• _What to produce_
Revise the items starting at the beginning and ending at the line containing "pixel 405 242", replacing every "house style" with "standard format" and changing nothing else. Leave the pictures out of your answer.

Object location annotation items
--------------------------------
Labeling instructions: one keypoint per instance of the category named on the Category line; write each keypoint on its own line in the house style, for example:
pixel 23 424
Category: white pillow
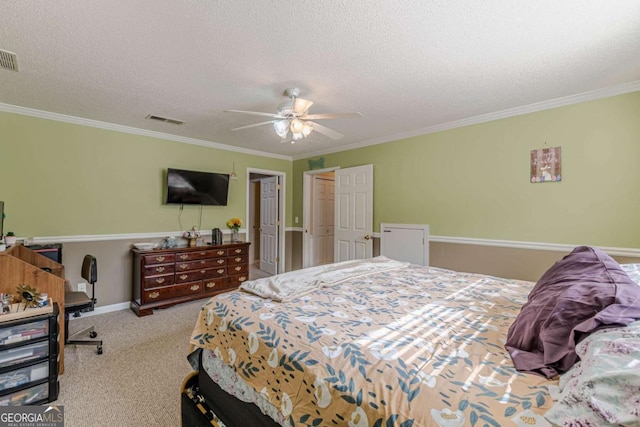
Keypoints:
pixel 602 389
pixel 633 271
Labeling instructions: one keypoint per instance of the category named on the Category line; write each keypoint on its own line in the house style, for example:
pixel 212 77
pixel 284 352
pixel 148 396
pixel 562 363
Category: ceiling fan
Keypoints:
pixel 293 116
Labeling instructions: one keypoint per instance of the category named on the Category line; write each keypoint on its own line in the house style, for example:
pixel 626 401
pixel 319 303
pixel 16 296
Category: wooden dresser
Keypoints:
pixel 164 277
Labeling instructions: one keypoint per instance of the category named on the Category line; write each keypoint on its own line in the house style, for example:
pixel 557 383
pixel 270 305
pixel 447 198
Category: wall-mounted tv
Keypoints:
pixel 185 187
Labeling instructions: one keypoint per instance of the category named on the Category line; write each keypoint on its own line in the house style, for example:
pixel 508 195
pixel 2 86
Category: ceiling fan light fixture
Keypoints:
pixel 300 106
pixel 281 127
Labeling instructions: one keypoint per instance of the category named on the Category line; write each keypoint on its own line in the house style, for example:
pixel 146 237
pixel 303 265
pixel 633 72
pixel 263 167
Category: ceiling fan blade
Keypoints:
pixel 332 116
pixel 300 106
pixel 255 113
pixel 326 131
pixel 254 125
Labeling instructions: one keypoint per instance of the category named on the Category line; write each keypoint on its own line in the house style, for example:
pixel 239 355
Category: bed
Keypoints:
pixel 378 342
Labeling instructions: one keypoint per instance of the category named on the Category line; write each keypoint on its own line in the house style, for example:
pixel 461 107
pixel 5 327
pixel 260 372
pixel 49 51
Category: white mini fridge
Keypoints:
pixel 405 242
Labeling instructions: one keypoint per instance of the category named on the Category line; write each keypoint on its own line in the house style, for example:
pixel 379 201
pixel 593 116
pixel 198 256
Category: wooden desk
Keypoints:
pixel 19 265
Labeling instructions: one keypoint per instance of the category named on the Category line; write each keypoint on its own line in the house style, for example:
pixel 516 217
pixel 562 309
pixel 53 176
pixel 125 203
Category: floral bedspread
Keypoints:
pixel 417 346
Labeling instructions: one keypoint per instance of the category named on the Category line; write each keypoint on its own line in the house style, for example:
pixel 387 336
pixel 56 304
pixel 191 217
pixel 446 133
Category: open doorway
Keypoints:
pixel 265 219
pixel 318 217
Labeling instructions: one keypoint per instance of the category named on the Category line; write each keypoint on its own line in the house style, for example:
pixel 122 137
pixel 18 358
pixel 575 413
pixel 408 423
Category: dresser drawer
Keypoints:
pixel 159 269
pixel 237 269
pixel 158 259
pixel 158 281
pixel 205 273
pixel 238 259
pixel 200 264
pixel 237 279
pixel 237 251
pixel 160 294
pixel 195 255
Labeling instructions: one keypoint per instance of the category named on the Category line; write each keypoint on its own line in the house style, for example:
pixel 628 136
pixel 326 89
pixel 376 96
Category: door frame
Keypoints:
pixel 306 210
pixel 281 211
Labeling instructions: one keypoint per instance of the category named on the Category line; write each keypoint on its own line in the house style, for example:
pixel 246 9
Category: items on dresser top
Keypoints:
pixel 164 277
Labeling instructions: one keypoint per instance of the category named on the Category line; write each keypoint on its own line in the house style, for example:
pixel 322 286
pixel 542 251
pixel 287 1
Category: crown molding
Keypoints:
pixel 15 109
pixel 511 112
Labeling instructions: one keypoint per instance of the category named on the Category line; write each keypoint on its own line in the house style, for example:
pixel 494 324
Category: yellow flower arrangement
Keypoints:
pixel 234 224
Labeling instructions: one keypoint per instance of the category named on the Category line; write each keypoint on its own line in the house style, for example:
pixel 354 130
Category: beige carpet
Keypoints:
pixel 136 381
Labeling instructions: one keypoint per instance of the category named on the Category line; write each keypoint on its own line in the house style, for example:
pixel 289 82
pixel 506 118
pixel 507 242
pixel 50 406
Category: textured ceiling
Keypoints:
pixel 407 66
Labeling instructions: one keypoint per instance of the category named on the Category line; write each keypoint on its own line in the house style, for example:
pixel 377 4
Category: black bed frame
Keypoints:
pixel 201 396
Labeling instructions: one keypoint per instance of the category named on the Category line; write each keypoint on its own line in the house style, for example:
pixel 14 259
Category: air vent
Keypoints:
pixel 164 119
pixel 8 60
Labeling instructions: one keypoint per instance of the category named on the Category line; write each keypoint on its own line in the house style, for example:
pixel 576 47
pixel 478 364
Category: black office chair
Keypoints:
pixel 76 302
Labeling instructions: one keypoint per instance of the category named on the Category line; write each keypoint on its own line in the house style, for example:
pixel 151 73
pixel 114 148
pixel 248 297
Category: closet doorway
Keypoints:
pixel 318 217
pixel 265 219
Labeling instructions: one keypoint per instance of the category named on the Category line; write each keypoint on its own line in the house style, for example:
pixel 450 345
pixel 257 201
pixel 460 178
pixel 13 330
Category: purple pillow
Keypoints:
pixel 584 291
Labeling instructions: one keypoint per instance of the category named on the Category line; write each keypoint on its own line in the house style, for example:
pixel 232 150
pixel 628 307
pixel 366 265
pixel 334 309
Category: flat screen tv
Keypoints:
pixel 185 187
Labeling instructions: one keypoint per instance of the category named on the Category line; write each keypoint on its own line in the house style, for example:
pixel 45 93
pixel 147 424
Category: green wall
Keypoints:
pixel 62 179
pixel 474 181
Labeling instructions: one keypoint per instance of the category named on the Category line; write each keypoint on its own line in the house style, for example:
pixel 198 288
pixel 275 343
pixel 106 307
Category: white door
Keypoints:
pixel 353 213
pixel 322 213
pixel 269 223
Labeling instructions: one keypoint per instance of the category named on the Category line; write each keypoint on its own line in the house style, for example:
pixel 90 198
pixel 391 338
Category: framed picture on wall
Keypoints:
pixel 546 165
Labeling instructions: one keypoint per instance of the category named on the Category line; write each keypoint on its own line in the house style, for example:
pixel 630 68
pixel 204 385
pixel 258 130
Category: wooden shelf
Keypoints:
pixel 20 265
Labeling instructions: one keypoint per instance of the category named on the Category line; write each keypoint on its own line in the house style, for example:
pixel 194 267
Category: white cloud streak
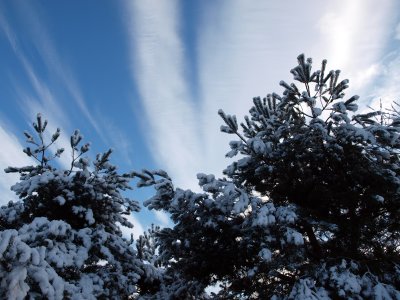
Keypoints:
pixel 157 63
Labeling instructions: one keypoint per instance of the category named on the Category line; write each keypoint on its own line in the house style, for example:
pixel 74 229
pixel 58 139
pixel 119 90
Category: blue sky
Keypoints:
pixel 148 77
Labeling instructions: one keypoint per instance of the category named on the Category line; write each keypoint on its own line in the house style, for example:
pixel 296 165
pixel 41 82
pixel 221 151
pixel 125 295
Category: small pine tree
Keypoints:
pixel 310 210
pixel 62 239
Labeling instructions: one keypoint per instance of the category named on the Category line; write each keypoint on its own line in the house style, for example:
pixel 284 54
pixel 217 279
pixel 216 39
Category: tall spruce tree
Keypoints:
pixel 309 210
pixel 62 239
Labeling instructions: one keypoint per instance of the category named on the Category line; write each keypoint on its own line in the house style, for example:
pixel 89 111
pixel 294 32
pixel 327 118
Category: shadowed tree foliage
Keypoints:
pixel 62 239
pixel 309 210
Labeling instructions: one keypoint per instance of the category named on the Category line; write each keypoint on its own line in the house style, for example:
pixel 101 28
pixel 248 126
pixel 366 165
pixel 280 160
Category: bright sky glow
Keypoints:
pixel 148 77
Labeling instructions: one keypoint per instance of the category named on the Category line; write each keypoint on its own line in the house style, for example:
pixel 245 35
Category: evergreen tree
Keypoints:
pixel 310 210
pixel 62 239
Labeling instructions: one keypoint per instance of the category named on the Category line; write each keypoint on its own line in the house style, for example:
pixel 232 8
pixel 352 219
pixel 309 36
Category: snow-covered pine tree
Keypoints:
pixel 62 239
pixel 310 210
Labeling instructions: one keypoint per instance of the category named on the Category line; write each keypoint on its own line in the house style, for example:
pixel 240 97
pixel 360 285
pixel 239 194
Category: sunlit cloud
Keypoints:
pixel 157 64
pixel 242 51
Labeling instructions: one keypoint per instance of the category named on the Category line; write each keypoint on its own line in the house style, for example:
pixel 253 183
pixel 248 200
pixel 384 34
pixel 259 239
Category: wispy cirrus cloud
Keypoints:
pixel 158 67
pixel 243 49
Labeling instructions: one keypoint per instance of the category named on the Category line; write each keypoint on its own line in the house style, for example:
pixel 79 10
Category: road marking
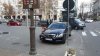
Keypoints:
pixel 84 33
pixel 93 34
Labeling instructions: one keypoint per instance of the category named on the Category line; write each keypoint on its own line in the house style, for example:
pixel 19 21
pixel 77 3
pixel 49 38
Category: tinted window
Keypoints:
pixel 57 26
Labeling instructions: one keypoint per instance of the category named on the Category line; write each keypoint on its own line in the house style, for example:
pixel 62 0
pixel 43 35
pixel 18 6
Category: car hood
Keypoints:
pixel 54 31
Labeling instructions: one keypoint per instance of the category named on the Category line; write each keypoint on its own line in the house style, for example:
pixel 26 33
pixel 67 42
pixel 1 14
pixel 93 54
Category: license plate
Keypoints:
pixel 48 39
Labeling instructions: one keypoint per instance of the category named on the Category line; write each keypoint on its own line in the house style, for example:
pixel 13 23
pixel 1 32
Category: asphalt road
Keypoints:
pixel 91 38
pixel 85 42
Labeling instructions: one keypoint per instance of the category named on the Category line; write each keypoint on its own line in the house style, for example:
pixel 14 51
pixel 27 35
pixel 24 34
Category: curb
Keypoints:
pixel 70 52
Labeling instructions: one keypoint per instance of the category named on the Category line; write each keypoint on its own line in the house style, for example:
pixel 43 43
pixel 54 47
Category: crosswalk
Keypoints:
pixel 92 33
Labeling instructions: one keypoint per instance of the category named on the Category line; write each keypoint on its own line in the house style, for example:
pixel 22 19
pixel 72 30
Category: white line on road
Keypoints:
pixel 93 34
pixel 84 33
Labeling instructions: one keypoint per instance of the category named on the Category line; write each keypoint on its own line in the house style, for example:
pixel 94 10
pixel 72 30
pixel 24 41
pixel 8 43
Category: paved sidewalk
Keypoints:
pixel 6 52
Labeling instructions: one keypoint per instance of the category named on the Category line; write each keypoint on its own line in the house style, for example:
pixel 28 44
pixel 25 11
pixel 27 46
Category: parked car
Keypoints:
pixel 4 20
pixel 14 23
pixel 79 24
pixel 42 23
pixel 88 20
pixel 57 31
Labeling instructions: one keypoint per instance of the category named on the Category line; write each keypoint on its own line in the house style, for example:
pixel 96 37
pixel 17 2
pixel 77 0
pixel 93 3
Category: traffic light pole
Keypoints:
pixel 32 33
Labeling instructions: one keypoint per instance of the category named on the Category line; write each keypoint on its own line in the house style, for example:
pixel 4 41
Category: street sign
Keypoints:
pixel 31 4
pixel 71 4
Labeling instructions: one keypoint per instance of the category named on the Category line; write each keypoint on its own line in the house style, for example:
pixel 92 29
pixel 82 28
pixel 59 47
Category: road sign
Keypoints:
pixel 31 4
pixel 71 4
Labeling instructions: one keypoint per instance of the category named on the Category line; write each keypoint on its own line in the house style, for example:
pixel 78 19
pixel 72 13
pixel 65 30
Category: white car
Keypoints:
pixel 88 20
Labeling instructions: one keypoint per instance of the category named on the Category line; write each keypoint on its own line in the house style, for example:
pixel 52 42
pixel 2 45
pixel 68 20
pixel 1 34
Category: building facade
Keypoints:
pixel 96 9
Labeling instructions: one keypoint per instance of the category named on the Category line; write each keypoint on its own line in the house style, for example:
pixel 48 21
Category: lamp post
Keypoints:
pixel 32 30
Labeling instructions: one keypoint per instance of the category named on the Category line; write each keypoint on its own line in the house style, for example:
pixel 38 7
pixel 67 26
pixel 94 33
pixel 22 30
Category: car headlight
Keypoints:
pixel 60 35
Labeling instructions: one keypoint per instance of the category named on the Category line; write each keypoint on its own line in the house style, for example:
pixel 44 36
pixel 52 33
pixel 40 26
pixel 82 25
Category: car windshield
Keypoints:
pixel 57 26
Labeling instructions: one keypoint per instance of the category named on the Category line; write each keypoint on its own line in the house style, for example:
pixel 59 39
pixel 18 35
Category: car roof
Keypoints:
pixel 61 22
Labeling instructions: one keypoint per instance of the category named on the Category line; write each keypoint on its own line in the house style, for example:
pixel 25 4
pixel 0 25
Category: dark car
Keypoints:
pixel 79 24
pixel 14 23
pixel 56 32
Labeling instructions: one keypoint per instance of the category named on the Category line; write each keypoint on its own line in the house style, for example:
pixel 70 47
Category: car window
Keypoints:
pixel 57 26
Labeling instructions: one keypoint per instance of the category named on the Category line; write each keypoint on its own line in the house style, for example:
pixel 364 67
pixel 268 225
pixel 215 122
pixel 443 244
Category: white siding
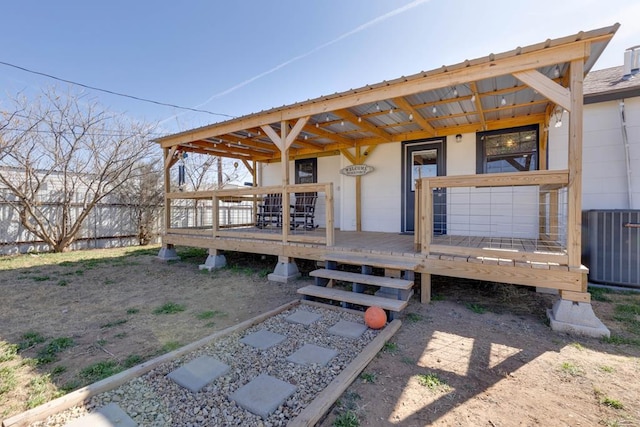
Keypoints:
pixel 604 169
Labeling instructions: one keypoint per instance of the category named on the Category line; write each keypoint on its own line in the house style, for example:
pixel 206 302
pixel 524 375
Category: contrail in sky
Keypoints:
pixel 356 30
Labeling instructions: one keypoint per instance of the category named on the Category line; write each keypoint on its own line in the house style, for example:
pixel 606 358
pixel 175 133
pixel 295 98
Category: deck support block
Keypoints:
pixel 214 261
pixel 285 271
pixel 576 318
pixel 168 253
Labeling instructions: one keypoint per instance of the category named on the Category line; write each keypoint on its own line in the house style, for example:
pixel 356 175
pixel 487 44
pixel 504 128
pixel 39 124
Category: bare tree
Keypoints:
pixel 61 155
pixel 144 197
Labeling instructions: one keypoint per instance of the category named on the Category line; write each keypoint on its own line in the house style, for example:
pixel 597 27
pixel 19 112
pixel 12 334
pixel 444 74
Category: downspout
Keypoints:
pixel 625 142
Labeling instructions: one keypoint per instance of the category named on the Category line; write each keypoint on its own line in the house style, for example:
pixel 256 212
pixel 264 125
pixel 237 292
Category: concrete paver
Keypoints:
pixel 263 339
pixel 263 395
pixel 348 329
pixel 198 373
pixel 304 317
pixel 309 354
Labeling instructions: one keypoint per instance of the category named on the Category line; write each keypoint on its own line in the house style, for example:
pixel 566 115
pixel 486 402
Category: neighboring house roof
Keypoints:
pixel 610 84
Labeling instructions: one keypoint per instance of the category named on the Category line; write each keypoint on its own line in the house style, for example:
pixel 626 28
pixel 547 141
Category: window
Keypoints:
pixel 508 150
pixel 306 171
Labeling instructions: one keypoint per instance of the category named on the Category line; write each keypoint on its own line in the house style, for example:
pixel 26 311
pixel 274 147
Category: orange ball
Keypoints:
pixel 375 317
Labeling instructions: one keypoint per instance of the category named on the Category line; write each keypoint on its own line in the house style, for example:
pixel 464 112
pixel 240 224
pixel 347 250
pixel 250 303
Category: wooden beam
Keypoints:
--------------------------------
• _Written reply_
Labeling instructions: one keypoint per instance of the category named on the Category line; write each keypoint on its own line in the standard format, for example:
pixel 23 424
Category: white pillow
Keypoints:
pixel 602 389
pixel 633 271
Labeling instructions: one keypoint per instance of the category named on the Category line; write each keypoint on its own line in the standard format, for example:
pixel 212 77
pixel 284 352
pixel 148 396
pixel 562 363
Category: ceiling fan
Keypoints:
pixel 293 116
Labeling instructions: one keypoint per instance of the category named on the Category line; write each keypoint on its own line in the standard format, for example:
pixel 626 401
pixel 319 303
pixel 16 296
Category: wooden dresser
Keypoints:
pixel 164 277
Labeling instructions: one keypoint per instance of the category named on the Category line; write each keypoint on its own line in the standard format, for example:
pixel 557 383
pixel 270 305
pixel 447 198
Category: wall-mounted tv
Keypoints:
pixel 185 187
Labeling instructions: one keypoint per instance of the category named on the Category line; write each keypoint on its own line in the standard format, for example:
pixel 508 195
pixel 2 86
Category: ceiling fan light fixture
Keypoints:
pixel 300 106
pixel 281 127
Labeling instructions: one keypoint per instance of the category named on the Category line; write each keypoint on its own line in the standard format, for example:
pixel 146 237
pixel 303 265
pixel 633 72
pixel 263 167
Category: ceiling fan blade
Keypoints:
pixel 332 116
pixel 300 106
pixel 255 113
pixel 326 131
pixel 254 125
Labeling instructions: one keypoint per instance of the category named on the Category line; write each keypoint on its own line in the standard format, for example:
pixel 239 355
Category: bed
Keypoints:
pixel 378 342
Labeling instructions: one keypoint per instance of the category named on the Category line; write each keypoint on its own line in the standard format, for example:
pixel 461 107
pixel 5 327
pixel 260 372
pixel 49 51
Category: white mini fridge
Keypoints:
pixel 405 242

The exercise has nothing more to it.